#### RECORDS PROVIDED ####

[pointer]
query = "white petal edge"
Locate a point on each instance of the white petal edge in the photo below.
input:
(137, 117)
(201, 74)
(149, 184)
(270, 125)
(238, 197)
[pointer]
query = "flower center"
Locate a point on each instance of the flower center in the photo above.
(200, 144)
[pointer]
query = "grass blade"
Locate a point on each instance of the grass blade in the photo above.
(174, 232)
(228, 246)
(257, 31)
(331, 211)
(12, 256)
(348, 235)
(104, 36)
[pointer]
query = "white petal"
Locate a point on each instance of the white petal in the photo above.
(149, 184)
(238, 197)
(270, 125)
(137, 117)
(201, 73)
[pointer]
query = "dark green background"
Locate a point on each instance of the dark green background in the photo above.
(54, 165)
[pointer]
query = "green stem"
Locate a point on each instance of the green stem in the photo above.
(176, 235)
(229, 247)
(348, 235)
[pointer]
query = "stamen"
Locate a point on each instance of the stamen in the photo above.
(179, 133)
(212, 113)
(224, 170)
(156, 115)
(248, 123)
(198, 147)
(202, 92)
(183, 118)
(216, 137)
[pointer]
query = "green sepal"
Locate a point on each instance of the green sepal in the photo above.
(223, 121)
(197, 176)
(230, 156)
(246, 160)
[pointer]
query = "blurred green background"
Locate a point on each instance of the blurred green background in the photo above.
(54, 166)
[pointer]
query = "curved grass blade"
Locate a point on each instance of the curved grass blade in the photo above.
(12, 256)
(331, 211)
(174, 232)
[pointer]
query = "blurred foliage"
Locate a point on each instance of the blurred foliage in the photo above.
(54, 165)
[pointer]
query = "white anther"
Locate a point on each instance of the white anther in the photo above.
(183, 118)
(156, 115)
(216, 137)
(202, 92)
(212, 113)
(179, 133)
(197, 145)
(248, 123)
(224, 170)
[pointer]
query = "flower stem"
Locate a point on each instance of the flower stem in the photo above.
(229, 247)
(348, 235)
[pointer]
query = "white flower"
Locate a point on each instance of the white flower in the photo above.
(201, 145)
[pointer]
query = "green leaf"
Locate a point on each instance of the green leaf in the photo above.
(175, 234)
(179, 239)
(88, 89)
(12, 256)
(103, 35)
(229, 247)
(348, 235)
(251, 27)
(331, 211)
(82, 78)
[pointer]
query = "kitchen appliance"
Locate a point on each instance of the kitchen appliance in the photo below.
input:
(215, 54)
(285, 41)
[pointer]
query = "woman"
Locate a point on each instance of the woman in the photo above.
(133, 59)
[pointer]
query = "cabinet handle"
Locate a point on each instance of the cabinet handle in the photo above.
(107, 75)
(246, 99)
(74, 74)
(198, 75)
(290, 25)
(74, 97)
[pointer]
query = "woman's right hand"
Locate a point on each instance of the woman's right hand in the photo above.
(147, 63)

####

| WORK REQUIRED |
Could you transcribe the records in full, exactly?

| TASK RESULT |
[pointer]
query = "white petal edge"
Locate a point on each instance of the white petal edge in the photo below.
input:
(137, 117)
(201, 74)
(149, 184)
(270, 125)
(238, 197)
[pointer]
query = "flower center"
Locate a point on each instance of the flower center in the photo above.
(200, 144)
[pointer]
query = "grass blade"
Locate a point on each instance of the grass blade in the photo above.
(174, 232)
(228, 246)
(257, 31)
(331, 211)
(12, 256)
(348, 235)
(104, 36)
[pointer]
query = "white petal"
Locate a point on each instance of the white petal in the photo above.
(149, 184)
(238, 197)
(270, 125)
(137, 117)
(201, 73)
[pointer]
query = "dark green background"
Locate a point on each instance of the dark green background in the photo above.
(54, 165)
[pointer]
query = "green stem"
Locate a point on each instance of the green stem in the photo above.
(176, 235)
(229, 247)
(348, 235)
[pointer]
query = "stamen"
Locate a point on each instance of the stamen in the photo above.
(179, 133)
(212, 113)
(224, 170)
(156, 115)
(248, 123)
(198, 147)
(202, 92)
(183, 118)
(216, 137)
[pointer]
query = "green sepal"
Locate a point on each instance of the green sepal in the photo above.
(223, 121)
(197, 176)
(230, 156)
(246, 160)
[pointer]
query = "blurred green background"
Locate a point on each instance of the blurred green background in the photo above.
(54, 166)
[pointer]
query = "curved grass blade"
Locate a point on each instance of the curved grass blade in the photo above.
(12, 256)
(331, 211)
(174, 232)
[pointer]
query = "blurred foliage"
Locate a point on each instance of the blurred foliage in the photo above.
(54, 165)
[pointer]
query = "white anther"
Locate a point on each instance of the white anther in the photo above.
(183, 118)
(156, 115)
(216, 137)
(202, 92)
(212, 113)
(179, 133)
(197, 145)
(248, 123)
(224, 170)
[pointer]
query = "flower stem"
Locate a point on each instance of the flower stem in the photo above.
(229, 247)
(348, 235)
[pointer]
query = "white flower"
Locate a point on each instance of the white flower in the photo above.
(201, 145)
[pointer]
query = "green leaf"
Locate a point on each instance of the green leaf in the photo above.
(175, 234)
(179, 239)
(88, 89)
(12, 256)
(103, 35)
(229, 247)
(348, 235)
(251, 27)
(331, 211)
(82, 78)
[pointer]
query = "kitchen appliance"
Locate a point on each instance of the kitchen appliance in the photo below.
input:
(215, 54)
(285, 41)
[pointer]
query = "woman"
Locate a point on each instance of the woman in the photo above.
(133, 59)
[pointer]
query = "cabinet handle"
Locate a point on each instance of the cabinet handle in the photo above.
(107, 75)
(246, 99)
(74, 74)
(198, 75)
(290, 25)
(74, 97)
[pointer]
query = "woman's right hand"
Locate a point on each instance of the woman's right hand in the photo above.
(147, 63)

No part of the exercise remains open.